_WHAT YOU NEED TO DO_: Your answer should be one number, the count of lines in the records that carry the string "boat".

_RECORDS PROVIDED_:

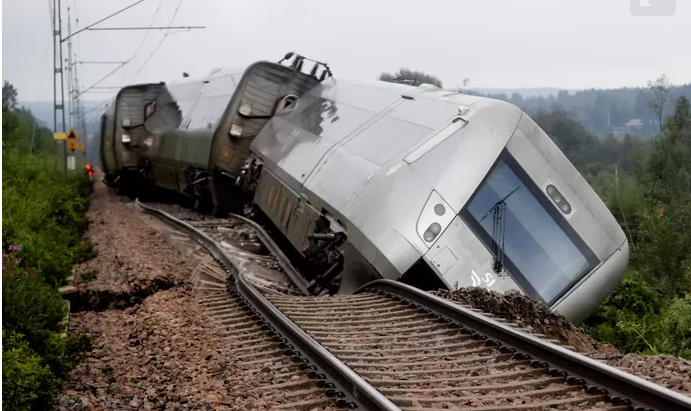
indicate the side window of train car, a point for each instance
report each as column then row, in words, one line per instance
column 286, row 104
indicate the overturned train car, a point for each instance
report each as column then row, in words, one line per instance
column 377, row 180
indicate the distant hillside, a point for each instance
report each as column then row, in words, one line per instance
column 43, row 110
column 604, row 111
column 524, row 92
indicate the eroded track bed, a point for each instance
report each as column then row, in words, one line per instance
column 422, row 363
column 416, row 357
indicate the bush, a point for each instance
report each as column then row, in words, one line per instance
column 27, row 384
column 639, row 318
column 30, row 306
column 44, row 212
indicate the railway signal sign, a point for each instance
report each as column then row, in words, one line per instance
column 73, row 141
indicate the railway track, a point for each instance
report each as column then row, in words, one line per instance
column 391, row 346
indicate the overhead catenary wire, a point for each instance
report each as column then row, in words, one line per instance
column 177, row 8
column 102, row 20
column 40, row 85
column 175, row 13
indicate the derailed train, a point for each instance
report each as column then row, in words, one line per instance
column 372, row 180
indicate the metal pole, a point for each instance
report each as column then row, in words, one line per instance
column 56, row 41
column 62, row 88
column 70, row 73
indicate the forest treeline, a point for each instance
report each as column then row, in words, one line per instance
column 646, row 183
column 43, row 218
column 607, row 111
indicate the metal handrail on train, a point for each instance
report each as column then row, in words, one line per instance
column 645, row 395
column 344, row 376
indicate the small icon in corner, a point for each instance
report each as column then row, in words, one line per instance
column 653, row 7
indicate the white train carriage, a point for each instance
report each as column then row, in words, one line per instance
column 436, row 189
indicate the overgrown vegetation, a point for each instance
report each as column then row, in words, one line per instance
column 42, row 221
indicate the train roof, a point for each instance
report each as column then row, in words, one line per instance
column 427, row 91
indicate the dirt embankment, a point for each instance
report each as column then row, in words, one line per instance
column 154, row 346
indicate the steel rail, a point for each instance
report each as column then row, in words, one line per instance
column 619, row 386
column 296, row 341
column 283, row 261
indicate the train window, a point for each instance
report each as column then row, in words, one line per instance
column 536, row 245
column 149, row 110
column 287, row 103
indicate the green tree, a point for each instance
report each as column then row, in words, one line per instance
column 660, row 89
column 9, row 96
column 411, row 74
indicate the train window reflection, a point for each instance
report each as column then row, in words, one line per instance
column 540, row 250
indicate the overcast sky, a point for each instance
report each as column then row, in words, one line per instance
column 495, row 43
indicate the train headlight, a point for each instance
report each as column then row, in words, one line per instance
column 235, row 130
column 245, row 109
column 149, row 110
column 435, row 216
column 432, row 232
column 558, row 199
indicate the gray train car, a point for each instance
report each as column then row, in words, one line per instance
column 121, row 133
column 437, row 189
column 192, row 135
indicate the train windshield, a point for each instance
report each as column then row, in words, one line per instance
column 526, row 234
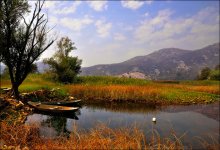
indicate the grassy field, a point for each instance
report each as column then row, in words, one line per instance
column 128, row 90
column 100, row 137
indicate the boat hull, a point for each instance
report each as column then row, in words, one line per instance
column 52, row 108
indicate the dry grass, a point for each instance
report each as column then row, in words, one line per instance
column 100, row 137
column 152, row 94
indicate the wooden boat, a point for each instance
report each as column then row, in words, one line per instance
column 63, row 103
column 52, row 108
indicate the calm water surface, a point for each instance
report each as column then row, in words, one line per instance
column 190, row 122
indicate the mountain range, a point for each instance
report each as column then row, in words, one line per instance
column 164, row 64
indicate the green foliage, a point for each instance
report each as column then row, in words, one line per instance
column 204, row 74
column 64, row 66
column 215, row 75
column 22, row 41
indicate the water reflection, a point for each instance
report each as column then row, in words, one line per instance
column 187, row 121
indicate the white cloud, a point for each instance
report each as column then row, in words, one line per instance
column 119, row 37
column 149, row 2
column 98, row 5
column 76, row 24
column 188, row 32
column 50, row 4
column 103, row 28
column 68, row 9
column 132, row 4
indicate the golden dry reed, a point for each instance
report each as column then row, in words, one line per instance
column 150, row 94
column 100, row 137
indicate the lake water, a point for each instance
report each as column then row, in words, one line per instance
column 190, row 122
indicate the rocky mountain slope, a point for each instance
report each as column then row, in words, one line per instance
column 164, row 64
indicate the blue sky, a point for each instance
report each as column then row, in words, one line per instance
column 114, row 31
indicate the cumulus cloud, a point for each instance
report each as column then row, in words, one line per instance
column 68, row 9
column 200, row 29
column 98, row 5
column 103, row 28
column 76, row 24
column 50, row 4
column 119, row 37
column 132, row 4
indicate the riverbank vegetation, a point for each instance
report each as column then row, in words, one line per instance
column 116, row 89
column 100, row 137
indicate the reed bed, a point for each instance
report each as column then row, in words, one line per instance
column 151, row 94
column 99, row 137
column 128, row 90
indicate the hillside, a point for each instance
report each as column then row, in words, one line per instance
column 164, row 64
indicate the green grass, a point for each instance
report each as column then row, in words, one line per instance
column 126, row 89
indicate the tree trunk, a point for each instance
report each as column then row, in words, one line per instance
column 14, row 91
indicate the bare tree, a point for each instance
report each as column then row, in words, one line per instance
column 21, row 42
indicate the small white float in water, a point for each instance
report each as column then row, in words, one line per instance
column 154, row 119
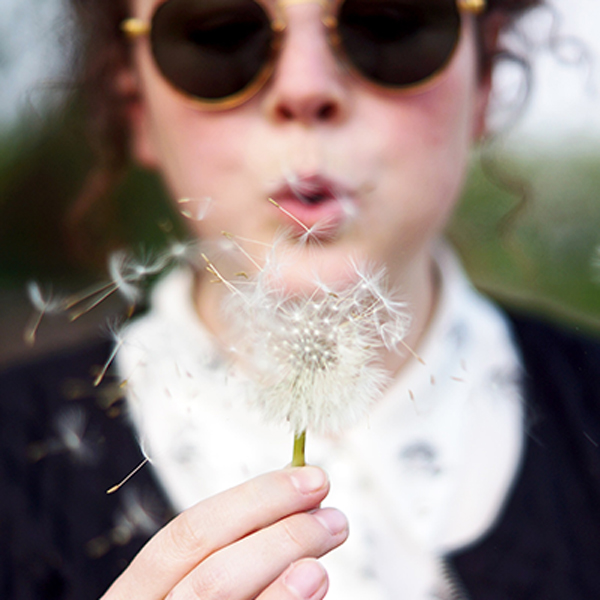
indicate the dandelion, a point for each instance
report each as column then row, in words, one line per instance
column 126, row 274
column 70, row 438
column 43, row 305
column 315, row 357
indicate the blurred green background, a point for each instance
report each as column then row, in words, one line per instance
column 528, row 226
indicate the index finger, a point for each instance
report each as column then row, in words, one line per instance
column 215, row 523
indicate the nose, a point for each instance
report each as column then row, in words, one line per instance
column 308, row 84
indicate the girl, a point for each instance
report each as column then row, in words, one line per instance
column 347, row 125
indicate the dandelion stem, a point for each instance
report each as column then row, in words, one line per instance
column 298, row 458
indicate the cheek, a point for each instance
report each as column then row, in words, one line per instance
column 427, row 150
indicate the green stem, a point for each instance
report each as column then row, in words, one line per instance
column 298, row 459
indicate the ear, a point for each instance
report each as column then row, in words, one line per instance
column 141, row 143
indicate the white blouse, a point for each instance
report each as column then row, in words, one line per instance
column 427, row 472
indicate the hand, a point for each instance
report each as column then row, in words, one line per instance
column 256, row 541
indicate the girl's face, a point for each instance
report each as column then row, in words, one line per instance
column 375, row 174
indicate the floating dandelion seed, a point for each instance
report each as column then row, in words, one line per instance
column 43, row 305
column 113, row 329
column 134, row 517
column 70, row 438
column 127, row 272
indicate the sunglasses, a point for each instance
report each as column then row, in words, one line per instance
column 221, row 52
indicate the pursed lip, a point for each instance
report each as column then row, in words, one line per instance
column 314, row 202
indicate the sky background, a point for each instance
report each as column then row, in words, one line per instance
column 564, row 108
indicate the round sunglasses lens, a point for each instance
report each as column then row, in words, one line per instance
column 211, row 49
column 398, row 43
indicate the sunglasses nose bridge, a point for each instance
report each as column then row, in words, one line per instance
column 305, row 85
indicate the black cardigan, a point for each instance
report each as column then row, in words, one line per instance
column 62, row 537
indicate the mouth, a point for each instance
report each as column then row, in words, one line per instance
column 314, row 207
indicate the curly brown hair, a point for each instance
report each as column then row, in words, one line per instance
column 105, row 53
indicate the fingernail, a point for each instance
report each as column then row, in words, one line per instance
column 309, row 479
column 305, row 579
column 333, row 520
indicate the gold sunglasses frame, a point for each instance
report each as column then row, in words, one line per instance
column 135, row 28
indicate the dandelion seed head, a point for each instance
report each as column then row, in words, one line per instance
column 315, row 357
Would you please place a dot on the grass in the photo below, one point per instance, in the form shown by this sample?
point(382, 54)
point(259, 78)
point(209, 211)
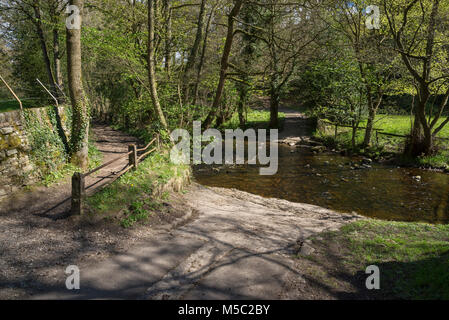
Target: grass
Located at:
point(256, 119)
point(132, 194)
point(401, 125)
point(413, 258)
point(11, 105)
point(395, 124)
point(68, 169)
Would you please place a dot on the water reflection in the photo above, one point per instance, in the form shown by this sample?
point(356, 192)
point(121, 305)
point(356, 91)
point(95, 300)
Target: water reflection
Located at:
point(330, 181)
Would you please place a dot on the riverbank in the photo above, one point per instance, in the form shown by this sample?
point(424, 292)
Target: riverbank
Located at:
point(384, 149)
point(413, 260)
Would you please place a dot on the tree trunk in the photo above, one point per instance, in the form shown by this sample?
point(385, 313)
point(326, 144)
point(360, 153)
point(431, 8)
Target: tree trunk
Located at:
point(372, 111)
point(57, 60)
point(151, 66)
point(40, 33)
point(203, 54)
point(224, 64)
point(79, 142)
point(194, 51)
point(168, 35)
point(275, 100)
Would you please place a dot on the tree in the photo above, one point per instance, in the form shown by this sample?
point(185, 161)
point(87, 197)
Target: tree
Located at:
point(79, 140)
point(151, 65)
point(420, 35)
point(224, 63)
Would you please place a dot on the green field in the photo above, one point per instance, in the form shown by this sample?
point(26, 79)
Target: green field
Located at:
point(401, 125)
point(255, 119)
point(395, 124)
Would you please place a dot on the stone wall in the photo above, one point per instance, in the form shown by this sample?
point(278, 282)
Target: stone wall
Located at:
point(16, 167)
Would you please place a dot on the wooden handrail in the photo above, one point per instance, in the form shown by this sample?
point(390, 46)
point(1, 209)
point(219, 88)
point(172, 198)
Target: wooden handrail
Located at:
point(145, 154)
point(78, 179)
point(106, 164)
point(149, 144)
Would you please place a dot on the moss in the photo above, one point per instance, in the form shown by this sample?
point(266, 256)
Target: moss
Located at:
point(3, 143)
point(14, 141)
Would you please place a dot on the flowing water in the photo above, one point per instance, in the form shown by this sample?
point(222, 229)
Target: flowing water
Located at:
point(330, 180)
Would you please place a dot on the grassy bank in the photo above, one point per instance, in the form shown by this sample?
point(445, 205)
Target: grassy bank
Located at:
point(11, 105)
point(138, 195)
point(256, 119)
point(386, 145)
point(413, 259)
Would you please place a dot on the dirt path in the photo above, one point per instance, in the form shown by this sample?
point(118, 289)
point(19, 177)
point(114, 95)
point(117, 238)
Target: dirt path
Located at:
point(241, 246)
point(238, 246)
point(296, 125)
point(54, 202)
point(37, 236)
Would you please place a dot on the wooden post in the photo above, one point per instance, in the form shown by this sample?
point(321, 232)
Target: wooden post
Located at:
point(133, 162)
point(78, 193)
point(12, 92)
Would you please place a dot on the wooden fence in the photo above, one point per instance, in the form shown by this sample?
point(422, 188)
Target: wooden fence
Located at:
point(79, 179)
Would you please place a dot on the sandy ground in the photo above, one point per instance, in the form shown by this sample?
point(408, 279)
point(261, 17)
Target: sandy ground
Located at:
point(230, 245)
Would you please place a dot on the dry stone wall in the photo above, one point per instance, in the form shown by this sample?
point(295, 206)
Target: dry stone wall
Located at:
point(16, 167)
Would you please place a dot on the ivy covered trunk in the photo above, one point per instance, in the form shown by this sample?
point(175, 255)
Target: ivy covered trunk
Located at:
point(79, 142)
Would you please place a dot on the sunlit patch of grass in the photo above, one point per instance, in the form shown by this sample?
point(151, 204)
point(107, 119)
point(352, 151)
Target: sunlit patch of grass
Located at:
point(132, 194)
point(255, 119)
point(68, 169)
point(413, 258)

_REPLY TO THE TASK_: 2